PROBLEM STATEMENT: Continue the notes on setting up a notebook's title header and references with the Calico document tools, starting right after their last sentence.

PROVIDED TEXT:
## BEGIN

You can also include a yaml header in your first cell. E.g.,
---
title: This is a great title.
author: Author Name
abstract: This is a great abstract
---
You can use the Document Tools of the Calico suite, which can be installed separately with:
sudo ipython install-nbextension https://bitbucket.org/ipre/calico/downloads/calico-document-tools-1.0.zip
Read the tutorial and watch the YouTube video for more details.
Warning: only the cited references are processed. Therefore, if you fail to cite an article, it won't appear in the References section. As a little working example, copy the following in a Markdown cell and press the "book" icon.

## END

INFORMATION SHOWN:
## BEGIN

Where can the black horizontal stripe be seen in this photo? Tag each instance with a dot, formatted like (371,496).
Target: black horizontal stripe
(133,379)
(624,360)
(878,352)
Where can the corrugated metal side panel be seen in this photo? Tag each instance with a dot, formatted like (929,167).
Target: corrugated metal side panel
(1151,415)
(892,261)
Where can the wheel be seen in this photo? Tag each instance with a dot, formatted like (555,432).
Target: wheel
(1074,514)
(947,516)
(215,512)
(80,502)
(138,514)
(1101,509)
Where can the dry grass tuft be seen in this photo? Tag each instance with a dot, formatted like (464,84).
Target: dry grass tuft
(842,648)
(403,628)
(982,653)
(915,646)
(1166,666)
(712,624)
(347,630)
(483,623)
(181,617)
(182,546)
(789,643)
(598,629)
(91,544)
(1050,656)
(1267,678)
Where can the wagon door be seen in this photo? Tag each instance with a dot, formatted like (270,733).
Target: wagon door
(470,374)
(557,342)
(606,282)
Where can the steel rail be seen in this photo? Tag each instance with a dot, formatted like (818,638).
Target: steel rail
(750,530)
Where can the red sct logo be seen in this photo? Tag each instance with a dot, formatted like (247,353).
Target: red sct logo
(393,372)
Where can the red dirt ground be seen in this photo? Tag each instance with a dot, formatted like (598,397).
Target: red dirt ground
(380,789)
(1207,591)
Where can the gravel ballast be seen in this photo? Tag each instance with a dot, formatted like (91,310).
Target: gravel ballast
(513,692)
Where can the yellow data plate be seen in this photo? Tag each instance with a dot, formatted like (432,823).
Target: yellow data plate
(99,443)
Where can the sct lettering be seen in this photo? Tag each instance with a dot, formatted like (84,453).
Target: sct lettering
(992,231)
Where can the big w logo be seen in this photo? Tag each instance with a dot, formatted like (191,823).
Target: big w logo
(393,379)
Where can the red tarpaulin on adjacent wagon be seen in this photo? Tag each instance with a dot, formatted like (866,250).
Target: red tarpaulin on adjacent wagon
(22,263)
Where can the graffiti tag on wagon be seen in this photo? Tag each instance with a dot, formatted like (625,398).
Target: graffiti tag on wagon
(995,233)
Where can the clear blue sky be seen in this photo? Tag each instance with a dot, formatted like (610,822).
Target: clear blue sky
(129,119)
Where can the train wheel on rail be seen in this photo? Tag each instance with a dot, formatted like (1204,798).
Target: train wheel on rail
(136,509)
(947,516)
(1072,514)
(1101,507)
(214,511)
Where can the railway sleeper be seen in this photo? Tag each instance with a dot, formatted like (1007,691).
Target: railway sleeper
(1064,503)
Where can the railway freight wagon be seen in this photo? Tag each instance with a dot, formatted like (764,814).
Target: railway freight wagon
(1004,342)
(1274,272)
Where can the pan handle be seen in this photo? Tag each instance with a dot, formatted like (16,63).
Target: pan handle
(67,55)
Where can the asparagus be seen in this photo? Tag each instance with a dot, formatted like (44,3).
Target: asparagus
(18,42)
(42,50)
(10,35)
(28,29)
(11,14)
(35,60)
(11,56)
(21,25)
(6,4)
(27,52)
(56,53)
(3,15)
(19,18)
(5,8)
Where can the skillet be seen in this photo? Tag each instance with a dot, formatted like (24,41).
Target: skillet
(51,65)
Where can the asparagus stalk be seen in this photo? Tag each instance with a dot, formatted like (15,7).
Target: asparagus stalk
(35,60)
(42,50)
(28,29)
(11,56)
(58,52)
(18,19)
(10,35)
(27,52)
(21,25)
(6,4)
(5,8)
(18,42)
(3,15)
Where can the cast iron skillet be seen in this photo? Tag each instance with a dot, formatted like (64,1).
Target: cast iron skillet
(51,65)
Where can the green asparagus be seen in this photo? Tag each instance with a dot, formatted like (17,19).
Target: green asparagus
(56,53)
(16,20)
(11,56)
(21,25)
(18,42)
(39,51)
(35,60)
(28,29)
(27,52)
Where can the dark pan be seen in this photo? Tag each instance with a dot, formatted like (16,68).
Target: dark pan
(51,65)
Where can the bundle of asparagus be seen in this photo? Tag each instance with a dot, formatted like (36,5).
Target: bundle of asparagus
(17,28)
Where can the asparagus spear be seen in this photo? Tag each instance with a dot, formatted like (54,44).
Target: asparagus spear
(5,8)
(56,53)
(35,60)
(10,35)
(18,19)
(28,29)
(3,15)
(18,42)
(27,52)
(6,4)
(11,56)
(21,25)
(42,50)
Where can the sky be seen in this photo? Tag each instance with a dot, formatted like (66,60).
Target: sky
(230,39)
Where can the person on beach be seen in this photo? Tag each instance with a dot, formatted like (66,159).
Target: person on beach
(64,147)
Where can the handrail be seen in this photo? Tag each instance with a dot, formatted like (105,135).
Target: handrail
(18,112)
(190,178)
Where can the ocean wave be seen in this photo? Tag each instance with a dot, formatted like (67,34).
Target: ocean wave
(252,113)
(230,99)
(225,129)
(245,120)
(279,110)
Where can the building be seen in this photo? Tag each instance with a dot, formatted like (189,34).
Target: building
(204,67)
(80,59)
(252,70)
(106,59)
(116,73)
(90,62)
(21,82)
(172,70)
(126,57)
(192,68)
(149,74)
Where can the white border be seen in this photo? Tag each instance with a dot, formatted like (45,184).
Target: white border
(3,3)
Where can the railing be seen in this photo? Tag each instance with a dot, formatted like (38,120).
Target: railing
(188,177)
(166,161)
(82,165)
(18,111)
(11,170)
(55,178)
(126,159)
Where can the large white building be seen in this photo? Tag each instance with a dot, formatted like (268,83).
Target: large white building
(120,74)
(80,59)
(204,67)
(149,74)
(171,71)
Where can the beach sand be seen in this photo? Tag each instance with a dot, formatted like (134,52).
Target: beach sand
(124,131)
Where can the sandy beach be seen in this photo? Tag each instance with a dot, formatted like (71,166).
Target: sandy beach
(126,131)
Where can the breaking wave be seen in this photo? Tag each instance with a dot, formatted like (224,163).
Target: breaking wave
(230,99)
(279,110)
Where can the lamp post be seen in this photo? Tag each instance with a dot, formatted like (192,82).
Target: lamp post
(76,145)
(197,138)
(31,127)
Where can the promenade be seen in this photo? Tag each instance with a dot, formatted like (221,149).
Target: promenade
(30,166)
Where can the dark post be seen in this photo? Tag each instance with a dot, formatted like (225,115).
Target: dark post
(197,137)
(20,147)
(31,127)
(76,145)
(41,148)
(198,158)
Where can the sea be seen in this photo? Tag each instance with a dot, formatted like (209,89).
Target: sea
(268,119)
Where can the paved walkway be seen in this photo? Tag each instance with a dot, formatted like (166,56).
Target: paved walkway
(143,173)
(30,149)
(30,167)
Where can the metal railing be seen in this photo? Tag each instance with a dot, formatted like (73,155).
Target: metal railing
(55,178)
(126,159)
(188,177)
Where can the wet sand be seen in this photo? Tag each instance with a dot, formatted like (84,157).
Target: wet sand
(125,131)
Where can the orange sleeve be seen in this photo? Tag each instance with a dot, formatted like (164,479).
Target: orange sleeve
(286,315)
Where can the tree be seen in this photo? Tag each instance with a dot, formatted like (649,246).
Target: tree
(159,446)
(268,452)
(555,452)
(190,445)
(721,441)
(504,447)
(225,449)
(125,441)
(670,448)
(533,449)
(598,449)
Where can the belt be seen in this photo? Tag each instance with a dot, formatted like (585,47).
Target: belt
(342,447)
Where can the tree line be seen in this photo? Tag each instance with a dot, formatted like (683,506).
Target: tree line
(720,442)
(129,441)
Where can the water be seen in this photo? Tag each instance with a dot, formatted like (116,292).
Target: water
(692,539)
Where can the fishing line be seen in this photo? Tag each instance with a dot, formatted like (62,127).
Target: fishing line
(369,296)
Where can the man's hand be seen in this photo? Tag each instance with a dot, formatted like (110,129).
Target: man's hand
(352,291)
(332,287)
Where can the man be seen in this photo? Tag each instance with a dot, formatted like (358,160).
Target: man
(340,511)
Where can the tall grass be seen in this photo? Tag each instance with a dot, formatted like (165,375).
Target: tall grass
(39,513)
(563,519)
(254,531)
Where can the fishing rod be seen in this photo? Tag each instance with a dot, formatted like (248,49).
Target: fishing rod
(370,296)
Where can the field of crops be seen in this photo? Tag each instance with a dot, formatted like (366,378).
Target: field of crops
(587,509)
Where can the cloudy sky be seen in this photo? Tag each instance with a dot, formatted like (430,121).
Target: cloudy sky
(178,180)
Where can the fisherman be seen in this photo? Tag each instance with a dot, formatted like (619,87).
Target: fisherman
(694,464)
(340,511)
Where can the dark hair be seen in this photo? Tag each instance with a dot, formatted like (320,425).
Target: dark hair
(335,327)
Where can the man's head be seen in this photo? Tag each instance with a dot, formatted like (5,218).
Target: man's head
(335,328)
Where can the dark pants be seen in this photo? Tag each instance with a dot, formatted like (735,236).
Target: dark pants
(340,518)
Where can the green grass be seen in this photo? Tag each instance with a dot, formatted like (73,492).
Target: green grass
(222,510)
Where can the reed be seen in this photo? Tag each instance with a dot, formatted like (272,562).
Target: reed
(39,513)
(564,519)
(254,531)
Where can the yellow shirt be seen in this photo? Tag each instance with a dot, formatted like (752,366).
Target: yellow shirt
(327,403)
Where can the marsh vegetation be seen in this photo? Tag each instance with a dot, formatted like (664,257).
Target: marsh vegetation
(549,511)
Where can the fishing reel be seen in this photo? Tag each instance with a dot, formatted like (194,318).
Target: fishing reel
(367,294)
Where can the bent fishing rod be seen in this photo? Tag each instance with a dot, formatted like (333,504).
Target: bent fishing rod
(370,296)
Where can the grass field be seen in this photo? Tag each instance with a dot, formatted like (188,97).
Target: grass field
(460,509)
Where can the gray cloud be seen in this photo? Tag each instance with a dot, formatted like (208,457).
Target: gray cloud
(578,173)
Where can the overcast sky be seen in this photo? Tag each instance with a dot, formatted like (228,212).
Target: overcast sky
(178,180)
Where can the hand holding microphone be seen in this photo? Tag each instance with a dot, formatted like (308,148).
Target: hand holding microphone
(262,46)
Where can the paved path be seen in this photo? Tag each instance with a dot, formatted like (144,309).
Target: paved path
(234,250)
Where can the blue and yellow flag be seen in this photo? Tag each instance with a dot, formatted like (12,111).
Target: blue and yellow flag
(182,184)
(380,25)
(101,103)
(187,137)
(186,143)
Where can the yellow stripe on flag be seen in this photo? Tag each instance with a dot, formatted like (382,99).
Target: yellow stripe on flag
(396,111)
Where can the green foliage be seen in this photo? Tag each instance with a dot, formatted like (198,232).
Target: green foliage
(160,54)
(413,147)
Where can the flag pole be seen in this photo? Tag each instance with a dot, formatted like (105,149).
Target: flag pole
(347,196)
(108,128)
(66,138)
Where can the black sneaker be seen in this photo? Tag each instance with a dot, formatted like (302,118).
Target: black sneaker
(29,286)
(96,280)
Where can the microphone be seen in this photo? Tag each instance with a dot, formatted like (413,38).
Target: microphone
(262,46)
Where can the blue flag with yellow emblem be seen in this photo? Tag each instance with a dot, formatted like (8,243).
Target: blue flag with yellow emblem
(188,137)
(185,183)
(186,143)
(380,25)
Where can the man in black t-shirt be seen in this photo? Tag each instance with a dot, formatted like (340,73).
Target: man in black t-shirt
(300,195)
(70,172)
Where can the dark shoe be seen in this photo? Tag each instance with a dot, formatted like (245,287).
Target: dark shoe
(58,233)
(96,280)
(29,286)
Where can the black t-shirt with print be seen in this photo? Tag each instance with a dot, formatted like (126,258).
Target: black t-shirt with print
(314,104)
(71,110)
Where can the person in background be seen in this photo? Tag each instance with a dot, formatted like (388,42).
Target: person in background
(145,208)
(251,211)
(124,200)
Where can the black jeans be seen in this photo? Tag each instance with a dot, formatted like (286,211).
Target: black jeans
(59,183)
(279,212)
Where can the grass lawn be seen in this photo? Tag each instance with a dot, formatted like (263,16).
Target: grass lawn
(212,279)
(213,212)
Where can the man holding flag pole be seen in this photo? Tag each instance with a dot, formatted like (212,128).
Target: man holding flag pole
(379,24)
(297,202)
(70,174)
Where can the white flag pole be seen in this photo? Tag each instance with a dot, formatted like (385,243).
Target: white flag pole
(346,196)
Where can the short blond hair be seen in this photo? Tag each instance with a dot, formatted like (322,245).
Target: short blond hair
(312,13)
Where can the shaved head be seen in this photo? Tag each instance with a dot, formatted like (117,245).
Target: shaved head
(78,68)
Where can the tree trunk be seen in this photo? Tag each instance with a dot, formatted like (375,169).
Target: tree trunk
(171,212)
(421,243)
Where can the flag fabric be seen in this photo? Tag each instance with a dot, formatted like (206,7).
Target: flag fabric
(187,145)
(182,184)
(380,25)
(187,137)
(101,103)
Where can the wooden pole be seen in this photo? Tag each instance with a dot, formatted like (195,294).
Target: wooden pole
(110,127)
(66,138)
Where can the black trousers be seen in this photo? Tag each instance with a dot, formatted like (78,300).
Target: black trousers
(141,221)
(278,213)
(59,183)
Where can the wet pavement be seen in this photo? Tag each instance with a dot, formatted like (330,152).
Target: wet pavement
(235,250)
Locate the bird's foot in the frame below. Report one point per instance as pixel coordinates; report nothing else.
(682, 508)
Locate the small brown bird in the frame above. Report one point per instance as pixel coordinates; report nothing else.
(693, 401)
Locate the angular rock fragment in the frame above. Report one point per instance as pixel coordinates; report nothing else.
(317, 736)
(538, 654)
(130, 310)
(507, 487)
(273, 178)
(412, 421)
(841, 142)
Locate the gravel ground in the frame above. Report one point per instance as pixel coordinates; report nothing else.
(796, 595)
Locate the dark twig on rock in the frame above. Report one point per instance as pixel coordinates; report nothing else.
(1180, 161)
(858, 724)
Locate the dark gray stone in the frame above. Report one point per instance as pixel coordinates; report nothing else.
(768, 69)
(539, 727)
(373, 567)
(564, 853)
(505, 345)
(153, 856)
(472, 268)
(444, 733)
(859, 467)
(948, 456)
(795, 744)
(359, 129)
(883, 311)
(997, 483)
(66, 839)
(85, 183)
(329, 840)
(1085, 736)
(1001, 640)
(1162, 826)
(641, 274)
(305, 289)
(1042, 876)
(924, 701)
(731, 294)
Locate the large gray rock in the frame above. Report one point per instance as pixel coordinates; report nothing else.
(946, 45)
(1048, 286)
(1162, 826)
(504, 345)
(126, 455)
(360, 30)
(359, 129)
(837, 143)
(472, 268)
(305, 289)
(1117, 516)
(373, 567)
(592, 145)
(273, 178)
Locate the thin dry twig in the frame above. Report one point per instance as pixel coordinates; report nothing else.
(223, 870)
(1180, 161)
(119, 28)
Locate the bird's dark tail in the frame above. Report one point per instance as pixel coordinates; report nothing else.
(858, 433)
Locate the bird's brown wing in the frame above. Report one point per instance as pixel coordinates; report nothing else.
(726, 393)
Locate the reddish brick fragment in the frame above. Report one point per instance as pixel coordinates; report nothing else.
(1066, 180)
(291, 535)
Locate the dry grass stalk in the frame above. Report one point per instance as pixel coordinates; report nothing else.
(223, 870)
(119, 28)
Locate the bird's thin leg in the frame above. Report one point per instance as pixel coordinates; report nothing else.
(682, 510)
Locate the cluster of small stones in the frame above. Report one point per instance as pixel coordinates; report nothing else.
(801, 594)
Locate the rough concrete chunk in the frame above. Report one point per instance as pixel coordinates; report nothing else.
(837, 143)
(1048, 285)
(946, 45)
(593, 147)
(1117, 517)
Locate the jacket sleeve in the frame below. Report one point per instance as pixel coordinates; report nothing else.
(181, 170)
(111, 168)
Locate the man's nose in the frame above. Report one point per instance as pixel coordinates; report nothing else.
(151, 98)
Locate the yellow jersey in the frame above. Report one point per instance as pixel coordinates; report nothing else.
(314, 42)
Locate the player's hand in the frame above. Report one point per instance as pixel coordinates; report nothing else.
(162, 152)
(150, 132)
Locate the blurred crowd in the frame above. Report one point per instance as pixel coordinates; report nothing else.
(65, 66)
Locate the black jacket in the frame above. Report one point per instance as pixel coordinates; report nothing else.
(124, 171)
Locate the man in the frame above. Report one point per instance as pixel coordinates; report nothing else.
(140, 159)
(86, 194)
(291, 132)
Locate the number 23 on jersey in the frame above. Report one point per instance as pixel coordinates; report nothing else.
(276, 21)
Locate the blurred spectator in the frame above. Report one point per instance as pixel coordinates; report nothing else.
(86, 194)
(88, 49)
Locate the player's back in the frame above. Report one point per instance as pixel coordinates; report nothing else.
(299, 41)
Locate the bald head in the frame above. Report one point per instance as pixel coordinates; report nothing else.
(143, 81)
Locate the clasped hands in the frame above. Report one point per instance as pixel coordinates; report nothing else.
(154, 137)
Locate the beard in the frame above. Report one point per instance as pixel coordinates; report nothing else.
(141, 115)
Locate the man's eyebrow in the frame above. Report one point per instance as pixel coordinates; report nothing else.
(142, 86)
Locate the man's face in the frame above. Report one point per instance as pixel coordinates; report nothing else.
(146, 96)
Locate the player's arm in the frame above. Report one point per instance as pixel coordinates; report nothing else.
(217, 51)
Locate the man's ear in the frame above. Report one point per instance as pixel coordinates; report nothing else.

## END

RESPONSE BELOW:
<!--bibtex
#Article{PER-GRA:2007,
Author = {P\'erez, Fernando and Granger, Brian E.},
Title = {{IP}ython: a System for Interactive Scientific Computing},
Journal = {Computing in Science and Engineering},
Volume = {9},
Number = {3},
Pages = {21--29},
month = may,
year = 2007,
url = "http://ipython.org",
ISSN = "1521-9615",
doi = {10.1109/MCSE.2007.53},
publisher = {IEEE Computer Society},
}
#article{Papa2007,
author = {Papa, David A. and Markov, Igor L.},
journal = {Approximation algorithms and metaheuristics},
pages = {1--38},
title = {{Hypergraph partitioning and clustering}},
url = {http://www.podload.org/pubs/book/part\_survey.pdf},
year = {2007}
}
-->
Examples of citations: [CITE](#cite-PER-GRA:2007) or [CITE](#cite-Papa2007).
This should result in the following added Markdown cell:
References
^ PĂ©rez, Fernando and Granger, Brian E.. 2007. IPython: a System for Interactive Scientific Computing. URL
^ Papa, David A. and Markov, Igor L.. 2007. Hypergraph partitioning and clustering. URL
I was able to run it with the following approach:
Insert the html citation as in the tutorial you mentioned.
Create ipython.bib in the "standard" bibtex format. It goes into the same file as your *.ipynb notebook file.
Create the template file as in the tutorial, also in the same directory or else in the (distribution dependent) directory with the other templates. On my system, that's /usr/local/lib/python2.7/dist-packages/IPython/nbconvert/templates/latex.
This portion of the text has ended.